-- YOUR INSTRUCTIONS --
Omitting every picture, copy the lines from the one that contains "Check that one keypoint sits on every instance of the sandy" through the last line of the records below, exactly and with nothing added.

-- INFORMATION SUPPLIED --

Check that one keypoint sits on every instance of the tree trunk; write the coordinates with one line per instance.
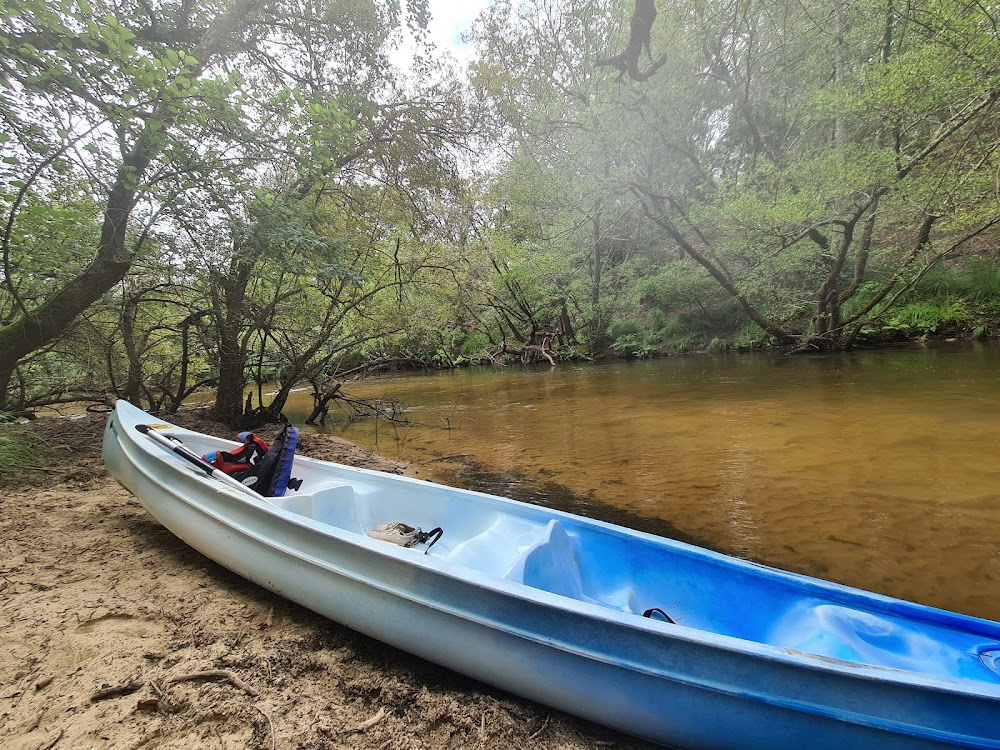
(228, 301)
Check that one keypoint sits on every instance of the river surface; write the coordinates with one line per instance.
(875, 469)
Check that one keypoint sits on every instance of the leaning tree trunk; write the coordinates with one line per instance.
(53, 317)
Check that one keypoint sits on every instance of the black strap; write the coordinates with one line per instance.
(649, 613)
(422, 536)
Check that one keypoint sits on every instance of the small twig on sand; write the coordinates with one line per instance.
(274, 737)
(369, 723)
(55, 739)
(541, 728)
(126, 688)
(216, 674)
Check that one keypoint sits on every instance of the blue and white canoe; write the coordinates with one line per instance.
(549, 605)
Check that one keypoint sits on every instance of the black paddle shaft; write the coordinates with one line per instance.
(177, 448)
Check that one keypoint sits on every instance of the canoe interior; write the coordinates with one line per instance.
(629, 572)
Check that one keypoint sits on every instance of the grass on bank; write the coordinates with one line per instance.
(18, 454)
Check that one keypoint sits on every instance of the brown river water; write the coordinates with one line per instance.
(875, 469)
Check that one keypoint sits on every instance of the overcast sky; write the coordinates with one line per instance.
(449, 20)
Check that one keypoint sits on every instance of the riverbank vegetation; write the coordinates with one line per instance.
(237, 192)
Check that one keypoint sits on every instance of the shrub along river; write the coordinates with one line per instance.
(877, 469)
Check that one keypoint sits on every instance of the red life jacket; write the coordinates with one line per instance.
(242, 459)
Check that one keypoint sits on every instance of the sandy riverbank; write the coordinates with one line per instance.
(117, 635)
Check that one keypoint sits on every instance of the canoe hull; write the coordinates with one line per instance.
(679, 690)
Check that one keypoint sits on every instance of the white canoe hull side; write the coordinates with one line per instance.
(677, 687)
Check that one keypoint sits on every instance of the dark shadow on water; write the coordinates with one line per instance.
(519, 486)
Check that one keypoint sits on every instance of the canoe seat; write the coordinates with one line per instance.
(550, 564)
(334, 505)
(494, 549)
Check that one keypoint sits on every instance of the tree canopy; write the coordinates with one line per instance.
(230, 193)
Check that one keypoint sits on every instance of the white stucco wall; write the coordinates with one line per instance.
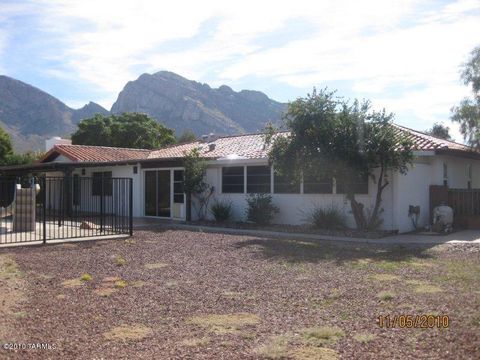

-- PROBLEM SOLUTION --
Check that one keypoint sits on every instance of the sandy riverbank; write the coordinates with one line per instance.
(117, 635)
Check that one keypoint sits on every instance of the canoe hull; write the coordinates with one line per instance.
(679, 690)
Check that one keypoint sits on every instance of the white canoe hull side; write the coordinates with one line per instance.
(677, 687)
Check that one keypoint sits on every instance of the dark shadow on water; write the coordinates with one line per instance.
(519, 486)
Check that one keypoint sits on every instance of the canoe seat; write the coordinates with one line per instance.
(550, 564)
(334, 505)
(494, 549)
Check that one keypoint sits on every instance of the tree canopy; write the coordinates with one line per instance.
(230, 193)
Check that one keypoint sits on every instance of the white stucco wall; write the coordinates with one line per instance.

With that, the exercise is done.